§ WHAT TO DO
Answer these questions using the text on summing the nodes at the Kth level of a tree:
(a) What value is returned when the ‘root’ is NULL?
(b) What is returned when K is equal to 1?
(c) What is the name of the queue used for the level order traversal in Approach 2?

§ PROVIDED TEXT
The idea is to do an inorder traversal of the tree, and at each level, we go down, reduce K by 1, and all the states where K = 1, add that node's value in our answer, and recursively do this for all the nodes at Kth level.

The steps are as follows:

- If the ‘root’ is NULL return 0, since that node does not exist.
- If K is equal to 1, then return current nodes data because the given node is at the Kth level.
- Recursively repeat this for left and right subtrees and store the answer in ‘sumFromLeft’ and ‘sumFromRight’, respectively.
- Finally, return the combined sum of ‘sumFromLeft’ and ‘sumFromRight’ as the final result.

Approach 2

The idea is to use level order traversal and add all nodes at the Kth level.

The steps are as follows:

- Maintain a queue, ‘que’ to do a level order traversal, and maintain a variable ‘sum’, which stores the sum of all nodes at the Kth level.

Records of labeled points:
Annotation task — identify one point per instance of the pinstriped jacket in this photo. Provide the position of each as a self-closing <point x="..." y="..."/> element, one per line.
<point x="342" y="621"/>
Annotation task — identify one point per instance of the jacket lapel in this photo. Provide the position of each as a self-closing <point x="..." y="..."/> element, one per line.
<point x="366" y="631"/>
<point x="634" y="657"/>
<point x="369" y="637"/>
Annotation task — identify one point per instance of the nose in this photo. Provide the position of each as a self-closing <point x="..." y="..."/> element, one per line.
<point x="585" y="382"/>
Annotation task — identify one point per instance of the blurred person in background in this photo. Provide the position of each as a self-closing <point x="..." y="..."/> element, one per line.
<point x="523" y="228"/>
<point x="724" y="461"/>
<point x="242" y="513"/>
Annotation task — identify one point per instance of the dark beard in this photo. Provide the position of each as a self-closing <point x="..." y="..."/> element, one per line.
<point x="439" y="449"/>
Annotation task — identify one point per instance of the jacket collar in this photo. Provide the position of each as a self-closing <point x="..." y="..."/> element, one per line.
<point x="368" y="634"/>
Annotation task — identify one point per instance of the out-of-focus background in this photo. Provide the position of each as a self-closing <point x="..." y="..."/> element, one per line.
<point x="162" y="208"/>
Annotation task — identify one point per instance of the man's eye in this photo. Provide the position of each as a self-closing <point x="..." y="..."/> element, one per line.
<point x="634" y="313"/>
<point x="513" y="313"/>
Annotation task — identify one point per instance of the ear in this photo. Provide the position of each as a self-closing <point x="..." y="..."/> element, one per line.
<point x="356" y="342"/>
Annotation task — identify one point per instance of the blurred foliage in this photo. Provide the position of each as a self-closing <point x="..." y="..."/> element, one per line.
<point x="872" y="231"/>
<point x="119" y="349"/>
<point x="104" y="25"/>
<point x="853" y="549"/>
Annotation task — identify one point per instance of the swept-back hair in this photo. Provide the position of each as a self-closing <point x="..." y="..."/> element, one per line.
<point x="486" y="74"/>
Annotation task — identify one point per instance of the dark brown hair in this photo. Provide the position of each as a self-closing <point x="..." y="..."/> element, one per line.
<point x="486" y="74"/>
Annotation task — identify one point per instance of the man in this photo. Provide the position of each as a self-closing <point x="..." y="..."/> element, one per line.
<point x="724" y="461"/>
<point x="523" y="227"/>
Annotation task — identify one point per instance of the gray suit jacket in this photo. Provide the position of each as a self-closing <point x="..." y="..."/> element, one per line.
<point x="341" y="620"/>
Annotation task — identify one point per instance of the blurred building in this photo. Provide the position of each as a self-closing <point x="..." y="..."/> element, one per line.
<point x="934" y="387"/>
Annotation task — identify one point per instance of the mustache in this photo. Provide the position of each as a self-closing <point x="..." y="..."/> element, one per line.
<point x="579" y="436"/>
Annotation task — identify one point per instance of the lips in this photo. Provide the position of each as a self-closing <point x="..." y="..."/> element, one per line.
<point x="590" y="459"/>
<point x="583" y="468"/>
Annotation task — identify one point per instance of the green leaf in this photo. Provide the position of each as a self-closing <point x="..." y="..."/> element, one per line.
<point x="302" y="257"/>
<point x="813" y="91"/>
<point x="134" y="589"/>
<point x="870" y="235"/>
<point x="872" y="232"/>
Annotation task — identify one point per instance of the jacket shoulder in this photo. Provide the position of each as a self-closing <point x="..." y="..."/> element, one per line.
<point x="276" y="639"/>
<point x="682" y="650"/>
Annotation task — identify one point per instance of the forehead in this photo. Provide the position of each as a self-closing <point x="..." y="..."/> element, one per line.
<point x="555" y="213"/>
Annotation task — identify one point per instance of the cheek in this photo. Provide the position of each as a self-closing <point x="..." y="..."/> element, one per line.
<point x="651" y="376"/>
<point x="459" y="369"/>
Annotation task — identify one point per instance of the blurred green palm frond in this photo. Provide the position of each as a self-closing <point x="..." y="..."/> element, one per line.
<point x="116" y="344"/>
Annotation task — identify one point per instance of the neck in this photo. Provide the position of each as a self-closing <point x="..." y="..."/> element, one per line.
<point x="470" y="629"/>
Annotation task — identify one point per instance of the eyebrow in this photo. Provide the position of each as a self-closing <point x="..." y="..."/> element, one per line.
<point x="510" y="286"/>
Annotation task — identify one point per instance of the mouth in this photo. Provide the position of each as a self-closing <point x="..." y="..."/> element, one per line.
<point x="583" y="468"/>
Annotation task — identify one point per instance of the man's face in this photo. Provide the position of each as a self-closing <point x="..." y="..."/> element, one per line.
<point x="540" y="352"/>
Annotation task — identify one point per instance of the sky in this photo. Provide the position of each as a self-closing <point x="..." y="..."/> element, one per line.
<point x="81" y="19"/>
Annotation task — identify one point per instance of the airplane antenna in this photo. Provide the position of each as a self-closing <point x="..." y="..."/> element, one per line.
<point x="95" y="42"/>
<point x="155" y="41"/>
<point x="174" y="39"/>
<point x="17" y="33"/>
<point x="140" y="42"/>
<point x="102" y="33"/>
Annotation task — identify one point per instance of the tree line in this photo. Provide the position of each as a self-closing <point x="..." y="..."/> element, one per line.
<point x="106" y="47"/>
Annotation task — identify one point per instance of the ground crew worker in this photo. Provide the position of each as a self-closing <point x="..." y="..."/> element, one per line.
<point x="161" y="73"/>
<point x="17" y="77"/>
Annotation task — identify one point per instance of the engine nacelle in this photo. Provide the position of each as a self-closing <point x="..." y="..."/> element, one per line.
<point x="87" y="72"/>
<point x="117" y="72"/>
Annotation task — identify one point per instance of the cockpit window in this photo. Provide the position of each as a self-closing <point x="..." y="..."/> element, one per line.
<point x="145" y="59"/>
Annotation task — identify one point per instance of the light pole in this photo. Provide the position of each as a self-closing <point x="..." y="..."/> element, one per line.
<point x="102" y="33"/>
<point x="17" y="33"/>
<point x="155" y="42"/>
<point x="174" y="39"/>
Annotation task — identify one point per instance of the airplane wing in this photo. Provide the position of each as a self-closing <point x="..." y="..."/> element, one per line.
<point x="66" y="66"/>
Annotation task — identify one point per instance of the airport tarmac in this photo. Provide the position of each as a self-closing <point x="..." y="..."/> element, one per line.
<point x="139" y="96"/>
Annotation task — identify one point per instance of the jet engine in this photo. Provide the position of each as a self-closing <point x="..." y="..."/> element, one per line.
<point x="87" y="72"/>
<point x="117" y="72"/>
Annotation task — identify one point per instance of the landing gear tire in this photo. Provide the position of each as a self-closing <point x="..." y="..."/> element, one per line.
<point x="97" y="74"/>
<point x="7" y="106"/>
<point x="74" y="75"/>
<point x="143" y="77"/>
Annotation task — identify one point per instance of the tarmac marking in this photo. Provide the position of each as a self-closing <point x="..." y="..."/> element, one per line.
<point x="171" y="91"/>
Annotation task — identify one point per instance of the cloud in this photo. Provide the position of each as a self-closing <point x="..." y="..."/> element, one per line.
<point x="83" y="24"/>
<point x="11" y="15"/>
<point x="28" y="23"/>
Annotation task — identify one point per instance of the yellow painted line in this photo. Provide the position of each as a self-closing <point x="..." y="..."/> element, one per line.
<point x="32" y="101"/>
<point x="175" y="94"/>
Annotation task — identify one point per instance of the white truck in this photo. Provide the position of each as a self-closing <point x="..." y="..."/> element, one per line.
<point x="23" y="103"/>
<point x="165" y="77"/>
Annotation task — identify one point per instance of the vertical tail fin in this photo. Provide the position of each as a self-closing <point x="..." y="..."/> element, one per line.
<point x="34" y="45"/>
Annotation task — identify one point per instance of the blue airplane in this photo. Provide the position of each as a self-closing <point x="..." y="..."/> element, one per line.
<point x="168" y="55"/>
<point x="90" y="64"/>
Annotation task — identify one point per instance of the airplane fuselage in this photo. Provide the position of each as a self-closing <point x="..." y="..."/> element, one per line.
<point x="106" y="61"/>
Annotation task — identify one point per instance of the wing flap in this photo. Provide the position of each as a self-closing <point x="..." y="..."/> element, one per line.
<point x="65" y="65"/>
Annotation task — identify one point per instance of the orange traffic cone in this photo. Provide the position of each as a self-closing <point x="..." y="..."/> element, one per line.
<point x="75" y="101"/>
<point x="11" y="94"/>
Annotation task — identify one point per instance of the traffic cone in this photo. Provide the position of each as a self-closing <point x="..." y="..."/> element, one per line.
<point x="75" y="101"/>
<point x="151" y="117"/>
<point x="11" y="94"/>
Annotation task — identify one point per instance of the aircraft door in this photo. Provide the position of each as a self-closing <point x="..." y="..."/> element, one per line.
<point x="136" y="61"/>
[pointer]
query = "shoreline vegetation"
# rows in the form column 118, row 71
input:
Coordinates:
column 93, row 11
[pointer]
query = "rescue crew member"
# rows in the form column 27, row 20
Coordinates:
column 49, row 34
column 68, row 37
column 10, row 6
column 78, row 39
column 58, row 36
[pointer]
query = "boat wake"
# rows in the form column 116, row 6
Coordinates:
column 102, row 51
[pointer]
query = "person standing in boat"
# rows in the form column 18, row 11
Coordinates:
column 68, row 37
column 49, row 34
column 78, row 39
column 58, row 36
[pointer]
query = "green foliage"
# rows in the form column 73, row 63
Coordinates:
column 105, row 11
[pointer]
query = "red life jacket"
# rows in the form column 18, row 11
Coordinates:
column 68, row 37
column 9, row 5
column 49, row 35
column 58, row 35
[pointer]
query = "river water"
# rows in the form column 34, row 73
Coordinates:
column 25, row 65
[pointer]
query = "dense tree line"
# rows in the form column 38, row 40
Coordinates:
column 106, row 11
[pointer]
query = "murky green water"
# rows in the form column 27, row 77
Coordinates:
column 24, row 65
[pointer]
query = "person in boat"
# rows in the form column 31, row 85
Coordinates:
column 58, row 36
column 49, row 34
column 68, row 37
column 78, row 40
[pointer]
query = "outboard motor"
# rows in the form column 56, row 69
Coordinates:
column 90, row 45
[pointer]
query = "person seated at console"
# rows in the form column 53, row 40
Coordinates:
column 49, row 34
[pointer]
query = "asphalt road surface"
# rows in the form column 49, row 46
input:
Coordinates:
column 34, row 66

§ FINAL ANSWER
(a) 0
(b) The current node's data
(c) ‘que’